Selected text START
Alternative Poverty Measures in the IPUMS

In accordance with the Office of Management and Budget's Directive 14, poverty values reported in the original CPS PUMS and reproduced in the IPUMS variables POVERTY are based on the official definition of poverty originally developed by the Social Security Administration in 1964, later modified by federal interagency committees in 1969 and 1980. At the core of this definition is a needs threshold based on the 1961 economy food plan, the least costly of four nutritionally adequate food plans designed by the U.S. Department of Agriculture. A 1955 USDA study determined that families of three or more persons spend about one-third of their income for food, so the poverty level for these families is set at three times the cost of the 1961 economy food plan. For smaller families and unrelated individuals, the multiplier is higher, since these people generally spend a smaller proportion of their income for food.

In 1995, a National Academy of Sciences (NAS) panel evaluated the official poverty measure and developed recommendations for improving the measure. Based on these recommendations, the Census Bureau produced and released to the public a set of alternative poverty measures through research data files. These measures have been matched to the original CPS PUMS and made available through IPUMS-CPS as continuous measures.

The alternative poverty measures differ from the official measure in three key ways: they use alternative definitions of thresholds, they use alternative definitions of resources or income, and they use different methods for updating the thresholds. While each of the alternative thresholds and income definitions are designed to incorporate tax transfers and noncash benefits, each measure differs in how it accounts for medical costs incurred by families, geographic differences in price of living, and changing prices and expenditures from year to year.

To better account for medical out of pocket (MOOP) costs, the NAS-based measures use three different approaches: medical costs are subtracted from income (MSI), potential medical expenses are incorporated into the threshold (MIT), and medical costs are simultaneously incorporated into income and the threshold through the combined approached (CMB). The MSI method subtracts actual medical expenditures from income based on likely medical expenditures for each family imputed using the Medical Expenditure Survey. The MIT method similarly incorporates expected medical expenses for each family but instead increases the threshold based on average expected expenditures rather than actual expenses. Finally, the combined method accounts for both potential and actual medical expenses. For a detailed discussion of the MOOP imputation process adopted by the Census Bureaus, see page C-16 of Appendix C in Experimental Poverty Measures: 1990 to 1997

To better account for geographic differences in costs of living, another recommendation of the NAS panel, the Census Bureau adjusted some thresholds based on indexes developed by the Department of Housing and Urban Development. The indexes are designed to capture differences in rental housing costs based on metropolitan status for each state. For a detailed discussion and further referenced documentation of the index, see page C-3 of Appendix C in Experimental Poverty Measures: 1999

Finally, to Census Bureau used two methods for updating the thresholds for inflation. Some thresholds are updated using the Current Price Index (CPI-U). Other thresholds are updating using median expenditures for the most recent Consumer Expenditure Survey.
Selected text END
Data supplied START
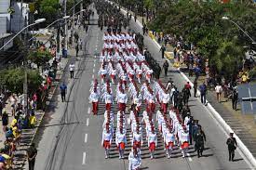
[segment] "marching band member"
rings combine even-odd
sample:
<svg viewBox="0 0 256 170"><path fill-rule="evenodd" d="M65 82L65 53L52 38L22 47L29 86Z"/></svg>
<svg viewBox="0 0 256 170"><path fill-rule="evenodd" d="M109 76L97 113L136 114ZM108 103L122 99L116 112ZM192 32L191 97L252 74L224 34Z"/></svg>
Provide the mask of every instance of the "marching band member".
<svg viewBox="0 0 256 170"><path fill-rule="evenodd" d="M157 146L157 136L155 133L154 126L151 127L151 132L148 136L148 147L150 151L150 158L153 159L155 157L155 150Z"/></svg>
<svg viewBox="0 0 256 170"><path fill-rule="evenodd" d="M109 150L112 143L112 133L109 130L109 125L106 125L106 130L102 132L101 146L105 149L105 158L109 158Z"/></svg>
<svg viewBox="0 0 256 170"><path fill-rule="evenodd" d="M127 143L126 133L123 132L123 128L119 129L115 134L115 144L119 151L119 159L124 159L125 147Z"/></svg>
<svg viewBox="0 0 256 170"><path fill-rule="evenodd" d="M93 92L90 93L89 101L92 103L92 112L94 115L98 113L98 105L99 105L99 93L97 88L94 88Z"/></svg>
<svg viewBox="0 0 256 170"><path fill-rule="evenodd" d="M133 137L131 140L131 145L141 150L141 147L143 144L142 136L140 133L140 127L137 125L136 131L133 132Z"/></svg>
<svg viewBox="0 0 256 170"><path fill-rule="evenodd" d="M168 128L165 134L165 144L166 144L168 158L171 157L171 151L174 146L175 137L173 132L174 131L171 130L171 128Z"/></svg>
<svg viewBox="0 0 256 170"><path fill-rule="evenodd" d="M114 103L111 89L108 87L107 91L102 95L102 101L105 101L106 111L111 111L111 104Z"/></svg>
<svg viewBox="0 0 256 170"><path fill-rule="evenodd" d="M104 68L104 66L102 66L102 67L100 69L100 71L99 71L98 73L101 74L101 84L103 84L103 83L104 83L104 80L105 80L105 78L106 78L106 74L108 73L107 70Z"/></svg>
<svg viewBox="0 0 256 170"><path fill-rule="evenodd" d="M146 71L146 80L148 81L149 84L152 77L152 73L153 73L153 70L149 69Z"/></svg>
<svg viewBox="0 0 256 170"><path fill-rule="evenodd" d="M117 94L117 103L120 111L126 111L126 106L128 102L128 95L125 94L124 89L120 89L120 93Z"/></svg>
<svg viewBox="0 0 256 170"><path fill-rule="evenodd" d="M141 84L141 79L142 77L142 70L141 70L140 68L136 70L136 77L139 84Z"/></svg>
<svg viewBox="0 0 256 170"><path fill-rule="evenodd" d="M128 154L128 170L139 170L141 164L141 153L133 148Z"/></svg>
<svg viewBox="0 0 256 170"><path fill-rule="evenodd" d="M182 142L182 157L184 158L188 152L188 148L189 148L189 134L185 128L184 130L182 130L181 140L182 140L181 142Z"/></svg>
<svg viewBox="0 0 256 170"><path fill-rule="evenodd" d="M161 109L163 110L164 113L168 112L168 103L169 101L169 94L167 93L165 90L163 93L160 95L161 98Z"/></svg>
<svg viewBox="0 0 256 170"><path fill-rule="evenodd" d="M158 132L162 133L162 123L164 121L162 110L156 111L156 121L158 124Z"/></svg>

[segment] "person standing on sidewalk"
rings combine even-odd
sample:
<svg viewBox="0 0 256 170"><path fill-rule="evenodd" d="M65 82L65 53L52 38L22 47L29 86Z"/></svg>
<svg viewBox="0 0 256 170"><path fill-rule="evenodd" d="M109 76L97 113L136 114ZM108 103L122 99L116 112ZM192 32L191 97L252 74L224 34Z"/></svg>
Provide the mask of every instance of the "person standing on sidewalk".
<svg viewBox="0 0 256 170"><path fill-rule="evenodd" d="M37 150L34 143L32 143L31 147L27 150L27 158L29 162L29 170L34 169L35 157L37 155Z"/></svg>
<svg viewBox="0 0 256 170"><path fill-rule="evenodd" d="M166 62L164 63L163 68L165 70L165 76L167 76L168 75L168 60L166 60Z"/></svg>
<svg viewBox="0 0 256 170"><path fill-rule="evenodd" d="M216 98L218 102L221 102L221 96L222 96L222 86L220 84L217 84L217 85L215 86L215 92L216 92Z"/></svg>
<svg viewBox="0 0 256 170"><path fill-rule="evenodd" d="M201 93L201 102L206 105L206 95L207 95L207 85L206 83L204 82L202 85L199 86L199 90Z"/></svg>
<svg viewBox="0 0 256 170"><path fill-rule="evenodd" d="M74 79L74 64L72 62L69 65L69 72L70 72L70 78Z"/></svg>
<svg viewBox="0 0 256 170"><path fill-rule="evenodd" d="M234 133L229 134L230 137L226 140L227 148L228 148L228 155L229 155L229 161L234 162L235 157L235 150L236 150L236 139L233 137Z"/></svg>
<svg viewBox="0 0 256 170"><path fill-rule="evenodd" d="M61 89L61 100L64 102L66 100L66 91L67 91L67 85L63 82L62 85L60 86Z"/></svg>
<svg viewBox="0 0 256 170"><path fill-rule="evenodd" d="M78 57L78 52L79 52L79 45L77 44L75 46L75 56Z"/></svg>
<svg viewBox="0 0 256 170"><path fill-rule="evenodd" d="M7 125L8 124L8 122L9 122L8 114L7 113L7 111L4 111L2 115L2 125L3 125L4 132L6 132L7 130Z"/></svg>
<svg viewBox="0 0 256 170"><path fill-rule="evenodd" d="M195 79L195 81L194 81L193 89L194 89L194 98L196 98L196 92L197 92L197 79Z"/></svg>
<svg viewBox="0 0 256 170"><path fill-rule="evenodd" d="M237 101L238 101L238 93L236 89L234 89L232 93L232 109L235 111L236 111Z"/></svg>
<svg viewBox="0 0 256 170"><path fill-rule="evenodd" d="M166 46L162 45L160 51L162 52L162 59L165 59Z"/></svg>

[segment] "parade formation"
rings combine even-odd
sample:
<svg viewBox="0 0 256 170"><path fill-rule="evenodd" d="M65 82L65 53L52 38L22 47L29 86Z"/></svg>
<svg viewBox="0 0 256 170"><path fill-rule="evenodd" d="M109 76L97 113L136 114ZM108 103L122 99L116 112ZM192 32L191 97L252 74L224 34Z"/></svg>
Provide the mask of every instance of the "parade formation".
<svg viewBox="0 0 256 170"><path fill-rule="evenodd" d="M186 157L192 140L195 142L198 157L202 156L206 137L189 111L189 83L179 93L171 80L164 85L155 79L145 51L137 46L136 33L121 32L121 27L114 24L114 17L108 20L99 57L101 80L93 81L89 96L94 115L98 113L99 103L105 105L101 139L105 158L111 158L111 148L115 145L119 159L125 159L125 149L129 147L129 169L139 169L141 147L147 147L150 158L154 159L158 137L164 142L163 150L168 159L176 149ZM114 112L116 105L117 112Z"/></svg>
Data supplied END
**Required actions**
a. Translate this sentence from the passage on alternative poverty measures into Spanish: "In 1995, a National Academy of Sciences (NAS) panel evaluated the official poverty measure and developed recommendations for improving the measure."
b. Retype the passage on alternative poverty measures, starting with "Finally, to Census" and going on through "Consumer Expenditure Survey.".

**Problem solutions**
a. En 1995, un panel de la Academia Nacional de Ciencias (NAS) evaluó la medida oficial de pobreza y elaboró recomendaciones para mejorar la medida.

b.
Finally, to Census Bureau used two methods for updating the thresholds for inflation. Some thresholds are updated using the Current Price Index (CPI-U). Other thresholds are updating using median expenditures for the most recent Consumer Expenditure Survey.